[Provided entries Boundary: Start]
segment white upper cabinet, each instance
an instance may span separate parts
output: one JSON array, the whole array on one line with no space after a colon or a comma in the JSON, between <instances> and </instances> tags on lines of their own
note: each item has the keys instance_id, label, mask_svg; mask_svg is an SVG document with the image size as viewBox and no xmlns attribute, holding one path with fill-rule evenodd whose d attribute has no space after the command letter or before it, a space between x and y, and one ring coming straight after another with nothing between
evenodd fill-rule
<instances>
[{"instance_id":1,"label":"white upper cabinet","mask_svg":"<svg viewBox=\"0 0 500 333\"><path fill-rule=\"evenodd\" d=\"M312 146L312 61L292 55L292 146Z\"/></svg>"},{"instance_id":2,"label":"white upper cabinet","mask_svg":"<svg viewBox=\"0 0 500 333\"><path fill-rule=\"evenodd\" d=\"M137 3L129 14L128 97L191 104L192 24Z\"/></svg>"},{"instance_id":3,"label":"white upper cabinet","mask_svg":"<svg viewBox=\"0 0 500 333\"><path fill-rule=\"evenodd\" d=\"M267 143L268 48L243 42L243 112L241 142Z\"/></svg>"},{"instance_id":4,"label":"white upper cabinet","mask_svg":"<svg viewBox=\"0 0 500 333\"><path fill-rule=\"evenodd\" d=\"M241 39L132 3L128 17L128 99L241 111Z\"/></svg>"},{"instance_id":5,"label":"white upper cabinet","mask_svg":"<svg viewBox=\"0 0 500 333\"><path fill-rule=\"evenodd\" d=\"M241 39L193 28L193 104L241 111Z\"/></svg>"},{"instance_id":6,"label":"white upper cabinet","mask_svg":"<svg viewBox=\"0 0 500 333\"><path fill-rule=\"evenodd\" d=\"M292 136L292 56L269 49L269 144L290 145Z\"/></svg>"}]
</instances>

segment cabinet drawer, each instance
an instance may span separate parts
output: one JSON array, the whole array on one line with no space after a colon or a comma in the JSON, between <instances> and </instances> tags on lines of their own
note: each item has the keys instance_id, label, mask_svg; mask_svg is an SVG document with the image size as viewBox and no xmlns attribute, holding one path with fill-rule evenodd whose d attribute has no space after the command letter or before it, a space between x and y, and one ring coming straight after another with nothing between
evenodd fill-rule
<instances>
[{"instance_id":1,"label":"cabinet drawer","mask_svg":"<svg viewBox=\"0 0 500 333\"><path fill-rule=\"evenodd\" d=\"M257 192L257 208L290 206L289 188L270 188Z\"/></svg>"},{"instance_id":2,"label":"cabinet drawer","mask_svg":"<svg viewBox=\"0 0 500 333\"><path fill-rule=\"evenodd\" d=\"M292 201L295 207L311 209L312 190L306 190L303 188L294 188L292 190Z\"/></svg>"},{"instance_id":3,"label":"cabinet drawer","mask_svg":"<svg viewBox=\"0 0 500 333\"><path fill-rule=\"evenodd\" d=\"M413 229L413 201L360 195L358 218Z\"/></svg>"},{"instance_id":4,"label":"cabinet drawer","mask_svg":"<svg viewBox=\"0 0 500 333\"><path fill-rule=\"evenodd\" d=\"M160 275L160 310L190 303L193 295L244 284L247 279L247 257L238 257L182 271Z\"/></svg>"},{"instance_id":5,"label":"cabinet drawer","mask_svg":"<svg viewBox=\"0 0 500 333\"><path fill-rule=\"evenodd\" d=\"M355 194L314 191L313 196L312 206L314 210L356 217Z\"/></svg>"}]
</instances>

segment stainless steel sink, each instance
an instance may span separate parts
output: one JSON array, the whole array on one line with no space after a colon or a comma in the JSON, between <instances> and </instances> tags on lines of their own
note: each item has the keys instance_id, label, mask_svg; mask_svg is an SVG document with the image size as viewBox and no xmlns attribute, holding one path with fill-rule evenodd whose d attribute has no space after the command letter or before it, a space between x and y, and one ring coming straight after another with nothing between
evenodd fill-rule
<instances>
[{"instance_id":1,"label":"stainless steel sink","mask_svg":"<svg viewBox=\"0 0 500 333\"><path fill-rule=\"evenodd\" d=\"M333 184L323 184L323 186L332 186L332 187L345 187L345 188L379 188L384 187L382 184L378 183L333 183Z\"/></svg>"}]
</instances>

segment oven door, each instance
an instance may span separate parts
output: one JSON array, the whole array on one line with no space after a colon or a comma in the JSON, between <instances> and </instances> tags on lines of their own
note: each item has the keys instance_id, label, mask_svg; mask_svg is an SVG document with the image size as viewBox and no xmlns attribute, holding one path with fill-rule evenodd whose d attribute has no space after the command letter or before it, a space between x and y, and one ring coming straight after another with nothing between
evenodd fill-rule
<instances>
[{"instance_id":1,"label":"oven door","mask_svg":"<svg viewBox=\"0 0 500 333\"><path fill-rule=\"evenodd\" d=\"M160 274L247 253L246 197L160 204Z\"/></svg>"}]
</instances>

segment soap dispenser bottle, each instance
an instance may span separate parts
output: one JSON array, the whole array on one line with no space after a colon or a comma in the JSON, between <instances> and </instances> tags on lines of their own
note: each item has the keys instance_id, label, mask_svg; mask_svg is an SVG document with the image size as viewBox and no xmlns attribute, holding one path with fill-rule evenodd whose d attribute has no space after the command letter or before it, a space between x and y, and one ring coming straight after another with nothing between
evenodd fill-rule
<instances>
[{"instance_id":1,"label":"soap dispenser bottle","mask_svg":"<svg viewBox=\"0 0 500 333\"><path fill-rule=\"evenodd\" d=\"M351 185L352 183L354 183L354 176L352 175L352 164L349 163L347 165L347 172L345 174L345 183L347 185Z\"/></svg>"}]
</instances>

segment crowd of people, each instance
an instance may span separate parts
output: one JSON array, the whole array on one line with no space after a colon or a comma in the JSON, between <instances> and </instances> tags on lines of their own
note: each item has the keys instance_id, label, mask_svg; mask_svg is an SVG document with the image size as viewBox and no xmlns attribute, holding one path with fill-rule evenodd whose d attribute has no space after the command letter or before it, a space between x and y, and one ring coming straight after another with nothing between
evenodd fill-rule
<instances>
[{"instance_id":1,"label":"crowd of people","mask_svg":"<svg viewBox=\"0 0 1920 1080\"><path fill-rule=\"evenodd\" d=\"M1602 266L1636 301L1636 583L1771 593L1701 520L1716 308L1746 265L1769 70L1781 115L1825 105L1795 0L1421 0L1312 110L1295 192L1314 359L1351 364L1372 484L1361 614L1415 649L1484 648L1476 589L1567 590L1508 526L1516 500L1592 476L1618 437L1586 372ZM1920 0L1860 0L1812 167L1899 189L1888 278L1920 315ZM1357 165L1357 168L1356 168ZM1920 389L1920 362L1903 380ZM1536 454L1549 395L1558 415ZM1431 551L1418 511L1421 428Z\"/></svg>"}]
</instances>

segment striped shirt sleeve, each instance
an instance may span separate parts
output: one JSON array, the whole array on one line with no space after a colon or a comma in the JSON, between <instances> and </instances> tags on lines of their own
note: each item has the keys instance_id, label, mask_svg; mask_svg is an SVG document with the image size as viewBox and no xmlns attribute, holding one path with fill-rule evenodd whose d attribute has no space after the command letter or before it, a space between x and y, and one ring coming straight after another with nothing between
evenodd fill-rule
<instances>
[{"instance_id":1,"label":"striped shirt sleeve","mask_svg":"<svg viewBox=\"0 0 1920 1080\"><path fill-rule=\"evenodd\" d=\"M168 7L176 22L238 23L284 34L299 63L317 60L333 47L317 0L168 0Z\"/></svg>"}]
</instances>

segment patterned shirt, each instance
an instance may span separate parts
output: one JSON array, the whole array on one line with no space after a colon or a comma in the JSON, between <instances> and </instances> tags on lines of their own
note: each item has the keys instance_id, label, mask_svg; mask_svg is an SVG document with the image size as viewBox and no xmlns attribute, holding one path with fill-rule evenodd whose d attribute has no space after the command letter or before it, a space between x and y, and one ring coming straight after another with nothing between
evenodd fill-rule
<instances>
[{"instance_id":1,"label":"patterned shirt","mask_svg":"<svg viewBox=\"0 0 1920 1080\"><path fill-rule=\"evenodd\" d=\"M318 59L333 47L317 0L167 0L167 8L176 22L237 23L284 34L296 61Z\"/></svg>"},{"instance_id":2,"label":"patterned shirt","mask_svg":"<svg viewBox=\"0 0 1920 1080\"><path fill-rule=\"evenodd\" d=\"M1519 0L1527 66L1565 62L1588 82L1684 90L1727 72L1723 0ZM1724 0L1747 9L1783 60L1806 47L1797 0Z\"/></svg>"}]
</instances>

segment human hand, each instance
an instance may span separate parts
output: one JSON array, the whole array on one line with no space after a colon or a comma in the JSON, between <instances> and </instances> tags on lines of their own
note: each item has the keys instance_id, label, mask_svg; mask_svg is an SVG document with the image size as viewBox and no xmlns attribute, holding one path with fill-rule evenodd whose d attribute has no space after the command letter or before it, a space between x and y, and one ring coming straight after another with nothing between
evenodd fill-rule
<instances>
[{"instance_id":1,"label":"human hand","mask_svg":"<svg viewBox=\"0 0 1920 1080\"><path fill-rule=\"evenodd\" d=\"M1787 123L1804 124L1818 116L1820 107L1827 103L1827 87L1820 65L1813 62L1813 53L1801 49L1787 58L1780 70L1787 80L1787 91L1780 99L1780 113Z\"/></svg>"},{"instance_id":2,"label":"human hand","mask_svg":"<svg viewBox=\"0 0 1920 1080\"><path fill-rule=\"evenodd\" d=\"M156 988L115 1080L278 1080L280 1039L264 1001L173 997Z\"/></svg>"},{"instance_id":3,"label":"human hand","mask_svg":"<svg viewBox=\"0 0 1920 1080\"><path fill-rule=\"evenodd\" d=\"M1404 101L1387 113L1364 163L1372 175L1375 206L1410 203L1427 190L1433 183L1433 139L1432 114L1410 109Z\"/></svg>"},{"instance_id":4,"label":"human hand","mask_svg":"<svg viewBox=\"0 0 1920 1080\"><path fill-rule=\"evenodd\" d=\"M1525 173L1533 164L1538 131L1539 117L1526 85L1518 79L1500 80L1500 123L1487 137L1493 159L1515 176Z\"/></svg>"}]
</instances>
[Provided entries Boundary: End]
Go through the listing above and copy each line in which the string "segment" is found.

segment white upper cabinet, each instance
segment cabinet drawer, each instance
segment stainless steel sink, each instance
segment oven door, each instance
segment soap dispenser bottle, each instance
segment crowd of people, each instance
segment striped shirt sleeve, each instance
segment patterned shirt, each instance
segment human hand, each instance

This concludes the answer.